[Dataset items]
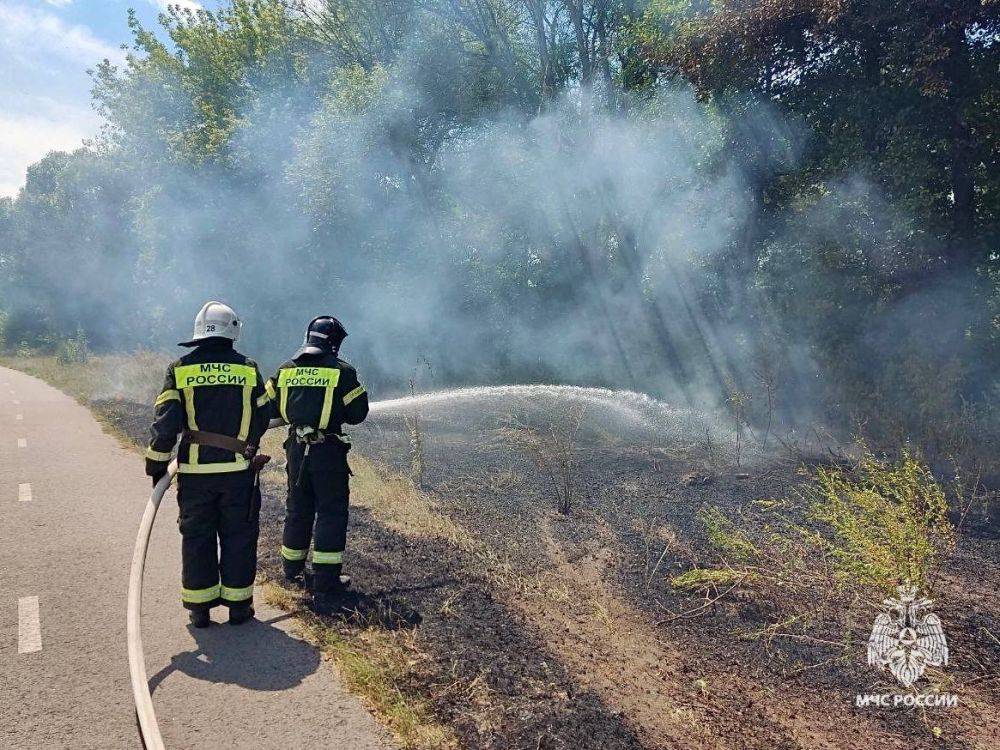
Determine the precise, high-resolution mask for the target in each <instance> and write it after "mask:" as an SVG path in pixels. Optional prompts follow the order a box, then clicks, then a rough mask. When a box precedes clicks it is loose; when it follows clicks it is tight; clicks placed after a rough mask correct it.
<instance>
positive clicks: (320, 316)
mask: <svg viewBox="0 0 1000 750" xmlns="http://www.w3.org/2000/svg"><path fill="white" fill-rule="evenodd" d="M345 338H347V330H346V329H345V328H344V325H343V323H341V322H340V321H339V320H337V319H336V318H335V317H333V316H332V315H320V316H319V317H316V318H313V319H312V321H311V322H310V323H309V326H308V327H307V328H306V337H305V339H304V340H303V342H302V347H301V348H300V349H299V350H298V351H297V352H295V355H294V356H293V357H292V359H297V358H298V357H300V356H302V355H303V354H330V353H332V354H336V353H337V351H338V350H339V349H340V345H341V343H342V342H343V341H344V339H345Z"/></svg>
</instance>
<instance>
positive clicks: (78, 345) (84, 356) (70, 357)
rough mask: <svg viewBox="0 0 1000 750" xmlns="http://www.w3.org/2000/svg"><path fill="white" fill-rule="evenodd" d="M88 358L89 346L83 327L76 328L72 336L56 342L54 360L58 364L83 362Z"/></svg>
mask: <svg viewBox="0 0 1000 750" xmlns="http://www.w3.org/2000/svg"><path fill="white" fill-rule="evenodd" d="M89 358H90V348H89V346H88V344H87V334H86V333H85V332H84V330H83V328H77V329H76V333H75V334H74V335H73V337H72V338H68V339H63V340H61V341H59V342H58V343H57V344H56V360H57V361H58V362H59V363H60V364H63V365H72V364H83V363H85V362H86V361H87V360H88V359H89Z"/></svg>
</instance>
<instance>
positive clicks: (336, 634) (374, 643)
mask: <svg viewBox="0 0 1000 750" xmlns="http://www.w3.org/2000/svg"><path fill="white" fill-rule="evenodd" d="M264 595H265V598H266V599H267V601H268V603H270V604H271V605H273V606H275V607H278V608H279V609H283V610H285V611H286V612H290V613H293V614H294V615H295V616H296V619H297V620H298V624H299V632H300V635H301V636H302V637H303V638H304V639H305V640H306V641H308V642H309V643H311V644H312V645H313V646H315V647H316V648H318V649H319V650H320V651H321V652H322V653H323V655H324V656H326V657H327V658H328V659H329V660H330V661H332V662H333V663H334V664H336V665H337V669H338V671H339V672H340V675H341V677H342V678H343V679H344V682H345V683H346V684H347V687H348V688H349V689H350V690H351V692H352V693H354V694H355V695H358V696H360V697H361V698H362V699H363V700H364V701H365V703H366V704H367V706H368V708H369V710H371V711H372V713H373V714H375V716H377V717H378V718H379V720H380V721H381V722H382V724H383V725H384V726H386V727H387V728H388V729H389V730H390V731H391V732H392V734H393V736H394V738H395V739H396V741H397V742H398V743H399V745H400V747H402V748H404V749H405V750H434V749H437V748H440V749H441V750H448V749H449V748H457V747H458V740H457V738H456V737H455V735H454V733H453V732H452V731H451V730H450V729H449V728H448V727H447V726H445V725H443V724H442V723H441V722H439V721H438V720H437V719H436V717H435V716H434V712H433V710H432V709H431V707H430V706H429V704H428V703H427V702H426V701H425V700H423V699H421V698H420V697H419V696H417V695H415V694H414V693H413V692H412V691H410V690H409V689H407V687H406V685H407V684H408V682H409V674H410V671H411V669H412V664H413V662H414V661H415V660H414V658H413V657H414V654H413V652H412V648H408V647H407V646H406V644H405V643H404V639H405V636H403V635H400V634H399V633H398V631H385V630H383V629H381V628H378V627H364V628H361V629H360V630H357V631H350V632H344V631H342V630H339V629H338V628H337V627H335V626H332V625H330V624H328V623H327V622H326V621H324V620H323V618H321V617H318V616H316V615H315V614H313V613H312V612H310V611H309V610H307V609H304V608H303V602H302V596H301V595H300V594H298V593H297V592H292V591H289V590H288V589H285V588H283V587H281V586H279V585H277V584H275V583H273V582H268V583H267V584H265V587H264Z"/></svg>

▶ _What you should do_:
Pictures stay out; the data above is to be returned exactly.

▶ _Answer to this problem_:
Determine the precise, high-resolution mask for the target in each <instance> and write it after "mask:" as an SVG path in pixels. Optional prompts follow the order a box, then clicks, then a rough mask. When a box precedes clicks it is loose; when it follows clicks it is tight; clicks placed after a rough mask correct it.
<instance>
positive clicks: (320, 316)
mask: <svg viewBox="0 0 1000 750" xmlns="http://www.w3.org/2000/svg"><path fill="white" fill-rule="evenodd" d="M345 338H347V330H346V329H345V328H344V325H343V323H341V322H340V321H339V320H337V319H336V318H335V317H333V316H332V315H320V316H319V317H316V318H313V319H312V321H311V322H310V323H309V326H308V327H307V328H306V337H305V339H304V340H303V342H302V347H301V348H300V349H299V350H298V351H297V352H295V355H294V356H293V357H292V359H297V358H298V357H300V356H302V355H303V354H330V353H332V354H336V353H337V351H338V350H339V349H340V345H341V343H342V342H343V341H344V339H345Z"/></svg>
</instance>
<instance>
positive clicks: (78, 345) (84, 356) (70, 357)
rough mask: <svg viewBox="0 0 1000 750" xmlns="http://www.w3.org/2000/svg"><path fill="white" fill-rule="evenodd" d="M88 358L89 346L83 327L76 328L72 336L56 342L54 360L58 364L83 362Z"/></svg>
mask: <svg viewBox="0 0 1000 750" xmlns="http://www.w3.org/2000/svg"><path fill="white" fill-rule="evenodd" d="M89 358H90V348H89V346H88V344H87V334H86V333H85V332H84V330H83V328H77V329H76V333H75V334H74V335H73V337H72V338H68V339H63V340H61V341H59V342H58V343H57V344H56V360H57V361H58V362H59V363H60V364H63V365H72V364H83V363H85V362H86V361H87V360H88V359H89Z"/></svg>
</instance>
<instance>
positive clicks: (336, 634) (374, 643)
mask: <svg viewBox="0 0 1000 750" xmlns="http://www.w3.org/2000/svg"><path fill="white" fill-rule="evenodd" d="M264 595H265V598H266V599H267V601H268V603H270V604H271V605H273V606H275V607H278V608H279V609H283V610H285V611H286V612H290V613H293V614H294V615H295V616H296V619H297V620H298V624H299V632H300V635H301V636H302V637H303V638H304V639H305V640H306V641H308V642H309V643H311V644H312V645H313V646H315V647H316V648H318V649H319V650H320V651H321V652H322V653H323V655H324V656H326V657H327V658H328V659H329V660H330V661H332V662H333V663H334V664H336V665H337V669H338V671H339V672H340V675H341V677H342V678H343V679H344V682H345V683H346V684H347V687H348V688H349V689H350V690H351V692H352V693H354V694H355V695H358V696H360V697H361V698H362V699H363V700H364V701H365V703H366V704H367V706H368V708H369V710H371V711H372V713H373V714H375V716H377V717H378V718H379V720H380V721H381V722H382V724H383V725H384V726H386V727H387V728H388V729H389V730H390V731H391V732H392V734H393V736H394V738H395V739H396V741H397V742H398V743H399V745H400V747H402V748H404V749H405V750H434V749H437V748H440V749H441V750H448V749H449V748H457V747H458V740H457V738H456V737H455V735H454V733H453V732H452V731H451V730H450V729H449V728H448V727H447V726H445V725H443V724H442V723H441V722H439V721H438V720H437V719H436V717H435V716H434V712H433V710H432V709H431V707H430V706H429V704H428V703H427V702H426V701H425V700H423V699H421V698H420V697H419V696H417V695H415V694H414V693H413V692H412V691H410V690H409V689H407V687H406V685H407V684H408V682H409V674H410V671H411V669H412V664H413V662H414V661H415V660H414V658H413V657H414V654H413V652H412V648H408V647H407V646H406V644H405V643H404V639H405V636H403V635H400V634H399V633H398V631H385V630H383V629H381V628H378V627H364V628H361V629H360V630H357V631H350V632H344V631H342V630H339V629H338V628H337V627H335V626H332V625H330V624H328V623H327V622H326V621H324V620H323V618H321V617H318V616H316V615H315V614H313V613H312V612H310V611H309V610H307V609H304V608H303V602H302V596H301V595H300V594H298V593H297V592H292V591H289V590H288V589H285V588H283V587H281V586H279V585H277V584H275V583H273V582H268V583H267V584H265V587H264Z"/></svg>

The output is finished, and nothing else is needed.